把下面这些行里的“gymnasium wall”都换成“sports hall wall”，其他内容一字不改，再写一遍。
### 数据记录 ###
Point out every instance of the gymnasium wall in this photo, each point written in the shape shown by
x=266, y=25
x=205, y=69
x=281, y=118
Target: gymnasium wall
###
[任务答复]
Point out every instance of the sports hall wall in this photo, each point written in the shape shown by
x=266, y=25
x=205, y=69
x=281, y=118
Target: sports hall wall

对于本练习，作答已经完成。